§ **REQUEST**
Can you rewrite the records below as a numbered list, starting at the line containing "Mark each instance of the green" and ending at the line containing "x=484 y=248", with blank lines dropped and nothing else included?

§ **AVAILABLE DATA**
========
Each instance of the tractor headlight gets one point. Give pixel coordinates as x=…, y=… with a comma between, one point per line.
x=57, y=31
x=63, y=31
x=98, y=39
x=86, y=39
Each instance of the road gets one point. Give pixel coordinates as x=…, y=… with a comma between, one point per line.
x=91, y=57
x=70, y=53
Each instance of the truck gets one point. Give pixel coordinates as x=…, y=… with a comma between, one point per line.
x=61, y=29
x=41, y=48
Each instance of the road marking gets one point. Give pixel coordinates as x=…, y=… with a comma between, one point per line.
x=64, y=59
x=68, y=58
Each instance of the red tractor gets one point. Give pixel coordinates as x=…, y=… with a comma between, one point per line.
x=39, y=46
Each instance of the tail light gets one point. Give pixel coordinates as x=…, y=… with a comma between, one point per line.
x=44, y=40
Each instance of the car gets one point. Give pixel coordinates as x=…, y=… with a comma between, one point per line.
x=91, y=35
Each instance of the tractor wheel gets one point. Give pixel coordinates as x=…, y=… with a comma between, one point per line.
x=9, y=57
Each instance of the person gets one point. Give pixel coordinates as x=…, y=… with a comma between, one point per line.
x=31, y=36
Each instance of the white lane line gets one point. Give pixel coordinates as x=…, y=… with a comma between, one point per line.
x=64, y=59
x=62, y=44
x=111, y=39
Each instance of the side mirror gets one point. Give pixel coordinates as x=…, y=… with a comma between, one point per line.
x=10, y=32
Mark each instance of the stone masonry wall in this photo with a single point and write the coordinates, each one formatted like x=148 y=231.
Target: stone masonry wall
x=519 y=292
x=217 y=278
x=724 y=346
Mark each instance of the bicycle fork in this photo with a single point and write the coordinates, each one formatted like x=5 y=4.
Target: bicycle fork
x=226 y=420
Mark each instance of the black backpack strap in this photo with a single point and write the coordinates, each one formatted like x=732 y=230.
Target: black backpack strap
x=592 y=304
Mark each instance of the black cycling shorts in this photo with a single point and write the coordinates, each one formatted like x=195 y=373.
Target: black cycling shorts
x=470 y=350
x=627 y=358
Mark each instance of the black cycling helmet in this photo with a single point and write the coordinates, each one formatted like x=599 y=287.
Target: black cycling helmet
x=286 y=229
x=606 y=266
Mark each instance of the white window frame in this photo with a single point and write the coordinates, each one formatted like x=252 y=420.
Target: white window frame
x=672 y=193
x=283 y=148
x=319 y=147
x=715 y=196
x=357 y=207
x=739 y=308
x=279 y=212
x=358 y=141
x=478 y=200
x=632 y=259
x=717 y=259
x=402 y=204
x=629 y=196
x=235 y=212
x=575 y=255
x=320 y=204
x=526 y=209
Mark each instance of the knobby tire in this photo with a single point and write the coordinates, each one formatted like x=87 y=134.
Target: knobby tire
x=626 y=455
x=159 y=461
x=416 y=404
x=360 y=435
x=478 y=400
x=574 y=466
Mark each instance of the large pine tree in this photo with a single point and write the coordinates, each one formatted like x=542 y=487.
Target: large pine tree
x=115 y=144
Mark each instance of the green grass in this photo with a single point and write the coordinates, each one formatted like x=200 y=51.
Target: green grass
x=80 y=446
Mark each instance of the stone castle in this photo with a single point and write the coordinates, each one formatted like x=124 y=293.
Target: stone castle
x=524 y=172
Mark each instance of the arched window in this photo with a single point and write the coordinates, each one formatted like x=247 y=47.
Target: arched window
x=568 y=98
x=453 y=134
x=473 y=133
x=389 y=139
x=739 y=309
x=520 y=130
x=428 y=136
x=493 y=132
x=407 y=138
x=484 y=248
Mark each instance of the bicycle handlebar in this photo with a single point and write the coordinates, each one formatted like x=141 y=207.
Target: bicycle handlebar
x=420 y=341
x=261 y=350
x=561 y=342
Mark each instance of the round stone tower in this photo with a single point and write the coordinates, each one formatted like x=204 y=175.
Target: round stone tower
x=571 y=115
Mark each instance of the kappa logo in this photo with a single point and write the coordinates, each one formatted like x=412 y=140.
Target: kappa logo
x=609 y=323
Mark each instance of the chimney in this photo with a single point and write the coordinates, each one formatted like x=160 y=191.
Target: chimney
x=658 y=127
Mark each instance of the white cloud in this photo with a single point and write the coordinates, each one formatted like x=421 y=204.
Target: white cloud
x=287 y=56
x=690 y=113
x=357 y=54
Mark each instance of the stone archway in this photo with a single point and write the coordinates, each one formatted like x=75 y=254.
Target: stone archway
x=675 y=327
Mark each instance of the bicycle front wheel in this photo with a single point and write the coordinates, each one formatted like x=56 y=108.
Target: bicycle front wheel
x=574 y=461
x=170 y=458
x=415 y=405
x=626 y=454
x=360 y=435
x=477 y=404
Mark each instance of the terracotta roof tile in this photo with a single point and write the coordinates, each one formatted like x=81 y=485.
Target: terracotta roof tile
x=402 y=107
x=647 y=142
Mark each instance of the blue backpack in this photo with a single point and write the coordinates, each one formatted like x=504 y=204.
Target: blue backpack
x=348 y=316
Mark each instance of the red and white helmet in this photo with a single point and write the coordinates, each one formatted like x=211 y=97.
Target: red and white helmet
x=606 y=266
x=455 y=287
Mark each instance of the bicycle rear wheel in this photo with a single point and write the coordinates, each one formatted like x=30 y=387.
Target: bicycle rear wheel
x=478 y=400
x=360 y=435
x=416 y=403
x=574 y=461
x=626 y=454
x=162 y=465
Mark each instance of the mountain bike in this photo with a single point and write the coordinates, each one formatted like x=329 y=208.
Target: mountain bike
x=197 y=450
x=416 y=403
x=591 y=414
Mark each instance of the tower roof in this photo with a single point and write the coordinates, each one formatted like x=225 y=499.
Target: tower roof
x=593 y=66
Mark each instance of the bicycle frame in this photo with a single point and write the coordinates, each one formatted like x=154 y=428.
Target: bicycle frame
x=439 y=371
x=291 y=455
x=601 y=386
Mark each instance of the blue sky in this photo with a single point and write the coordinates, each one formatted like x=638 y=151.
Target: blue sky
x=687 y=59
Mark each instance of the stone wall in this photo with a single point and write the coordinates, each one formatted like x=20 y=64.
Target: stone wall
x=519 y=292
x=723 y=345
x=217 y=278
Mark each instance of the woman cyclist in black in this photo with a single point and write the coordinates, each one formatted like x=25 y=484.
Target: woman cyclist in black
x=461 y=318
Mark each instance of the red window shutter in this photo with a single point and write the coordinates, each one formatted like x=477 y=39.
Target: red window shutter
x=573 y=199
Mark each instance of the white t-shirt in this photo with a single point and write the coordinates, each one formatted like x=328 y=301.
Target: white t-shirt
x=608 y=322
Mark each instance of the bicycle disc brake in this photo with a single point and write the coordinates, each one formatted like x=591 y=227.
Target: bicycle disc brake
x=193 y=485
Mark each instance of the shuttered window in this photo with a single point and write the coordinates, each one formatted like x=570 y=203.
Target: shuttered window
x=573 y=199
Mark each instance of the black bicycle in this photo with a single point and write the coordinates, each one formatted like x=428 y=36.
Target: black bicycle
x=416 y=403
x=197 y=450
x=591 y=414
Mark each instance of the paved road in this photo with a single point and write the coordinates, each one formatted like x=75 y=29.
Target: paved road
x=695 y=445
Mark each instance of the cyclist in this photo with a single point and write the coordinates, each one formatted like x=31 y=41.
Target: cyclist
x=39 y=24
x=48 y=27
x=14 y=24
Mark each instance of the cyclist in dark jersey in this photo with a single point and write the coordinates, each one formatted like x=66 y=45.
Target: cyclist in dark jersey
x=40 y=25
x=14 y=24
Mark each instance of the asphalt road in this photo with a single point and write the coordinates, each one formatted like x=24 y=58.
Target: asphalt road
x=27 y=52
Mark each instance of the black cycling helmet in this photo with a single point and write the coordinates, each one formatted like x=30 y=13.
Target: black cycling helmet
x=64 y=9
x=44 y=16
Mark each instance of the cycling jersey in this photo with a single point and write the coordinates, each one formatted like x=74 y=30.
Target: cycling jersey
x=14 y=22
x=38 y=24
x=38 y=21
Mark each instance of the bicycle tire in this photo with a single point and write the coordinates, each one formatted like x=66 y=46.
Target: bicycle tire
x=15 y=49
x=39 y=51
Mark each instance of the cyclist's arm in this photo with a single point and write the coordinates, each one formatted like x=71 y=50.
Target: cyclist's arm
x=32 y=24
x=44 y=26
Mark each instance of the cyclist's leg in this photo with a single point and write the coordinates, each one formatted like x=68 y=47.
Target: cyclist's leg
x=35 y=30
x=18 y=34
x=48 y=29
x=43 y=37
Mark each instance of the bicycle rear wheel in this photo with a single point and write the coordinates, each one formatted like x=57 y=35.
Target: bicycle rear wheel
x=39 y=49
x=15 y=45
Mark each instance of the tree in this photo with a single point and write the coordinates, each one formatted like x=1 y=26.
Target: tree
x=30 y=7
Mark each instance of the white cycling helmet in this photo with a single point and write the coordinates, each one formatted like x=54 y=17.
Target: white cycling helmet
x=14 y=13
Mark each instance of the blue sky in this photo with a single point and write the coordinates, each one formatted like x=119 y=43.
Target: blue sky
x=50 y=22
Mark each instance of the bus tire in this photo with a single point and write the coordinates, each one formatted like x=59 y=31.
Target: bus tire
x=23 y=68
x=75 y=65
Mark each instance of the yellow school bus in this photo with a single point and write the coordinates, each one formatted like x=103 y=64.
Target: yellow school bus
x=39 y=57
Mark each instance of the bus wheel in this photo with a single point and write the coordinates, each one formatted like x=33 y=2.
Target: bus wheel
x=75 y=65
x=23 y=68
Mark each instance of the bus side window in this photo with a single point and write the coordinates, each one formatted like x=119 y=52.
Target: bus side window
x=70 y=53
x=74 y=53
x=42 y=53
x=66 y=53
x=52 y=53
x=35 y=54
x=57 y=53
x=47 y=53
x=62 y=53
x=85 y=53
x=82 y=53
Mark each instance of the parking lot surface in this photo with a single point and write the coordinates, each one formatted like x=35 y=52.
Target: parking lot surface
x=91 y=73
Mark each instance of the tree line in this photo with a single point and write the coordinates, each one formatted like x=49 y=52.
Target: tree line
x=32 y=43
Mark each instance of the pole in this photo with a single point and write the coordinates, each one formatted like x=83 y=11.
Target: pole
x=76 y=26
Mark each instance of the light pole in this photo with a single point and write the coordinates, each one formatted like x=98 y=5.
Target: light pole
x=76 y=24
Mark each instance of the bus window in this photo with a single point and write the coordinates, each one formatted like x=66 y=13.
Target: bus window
========
§ **CORRECT ANSWER**
1. Mark each instance of the green grass in this photo with a single point and write the coordinates, each one formatted like x=200 y=51.
2. Target: green grass
3. x=80 y=446
4. Mark each instance of the stone castle in this photo with a single point and write the coordinates, each one formatted like x=124 y=293.
5. Target: stone castle
6. x=524 y=172
7. Mark each instance of the arched window in this photo with a single point and write the coordinates, each one formatted like x=247 y=47.
8. Target: arched window
9. x=568 y=98
10. x=453 y=134
11. x=473 y=133
12. x=389 y=139
13. x=739 y=309
14. x=520 y=130
15. x=428 y=136
16. x=493 y=132
17. x=407 y=138
18. x=484 y=248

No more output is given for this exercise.